= What is expected =
Retype the following records exactly and exclude the pictures.

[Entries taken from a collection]
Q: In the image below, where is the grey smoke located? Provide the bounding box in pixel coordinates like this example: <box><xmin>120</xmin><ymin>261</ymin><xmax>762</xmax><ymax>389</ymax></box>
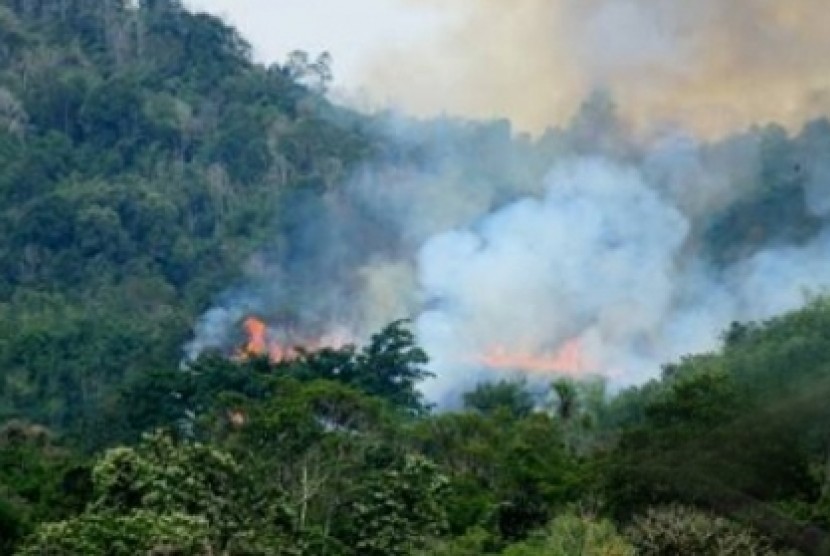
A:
<box><xmin>185</xmin><ymin>101</ymin><xmax>830</xmax><ymax>404</ymax></box>
<box><xmin>415</xmin><ymin>157</ymin><xmax>689</xmax><ymax>399</ymax></box>
<box><xmin>185</xmin><ymin>297</ymin><xmax>254</xmax><ymax>361</ymax></box>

= Answer =
Q: In the image below, where is the grey smoke located? Provide the bounding box in pixel coordinates like this example: <box><xmin>120</xmin><ymin>261</ymin><xmax>762</xmax><ymax>389</ymax></box>
A:
<box><xmin>185</xmin><ymin>101</ymin><xmax>830</xmax><ymax>404</ymax></box>
<box><xmin>415</xmin><ymin>157</ymin><xmax>689</xmax><ymax>399</ymax></box>
<box><xmin>185</xmin><ymin>297</ymin><xmax>254</xmax><ymax>361</ymax></box>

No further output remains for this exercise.